Objective.
Write out every line below, requests included, and raise each coordinate in the answers by 39.
--- BEGIN Data for the task ---
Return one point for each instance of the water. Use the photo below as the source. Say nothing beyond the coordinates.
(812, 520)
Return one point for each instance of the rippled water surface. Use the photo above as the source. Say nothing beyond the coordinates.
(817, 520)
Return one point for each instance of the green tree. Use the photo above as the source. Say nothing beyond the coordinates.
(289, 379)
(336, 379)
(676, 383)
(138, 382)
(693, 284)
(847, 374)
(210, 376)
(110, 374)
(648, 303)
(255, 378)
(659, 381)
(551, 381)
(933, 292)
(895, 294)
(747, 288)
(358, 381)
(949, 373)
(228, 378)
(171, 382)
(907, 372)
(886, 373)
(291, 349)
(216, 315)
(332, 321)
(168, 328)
--- END Data for the task ---
Task output.
Return one point for each instance of the water. Use the photo below as the source. Say nothing beyond the coordinates.
(851, 559)
Return one point for each instance of the rippled water surface. Use the photo above as the source. Say nothing beyond the coordinates.
(856, 559)
Return one point for each instance of the green tree. Use the photo above as the source. Say nothing beyond the coordinates.
(328, 418)
(375, 418)
(715, 422)
(177, 421)
(732, 323)
(886, 413)
(249, 415)
(149, 413)
(687, 342)
(294, 417)
(698, 420)
(590, 420)
(972, 331)
(934, 333)
(786, 327)
(397, 420)
(988, 412)
(267, 417)
(210, 421)
(946, 411)
(925, 412)
(330, 388)
(255, 354)
(371, 360)
(207, 367)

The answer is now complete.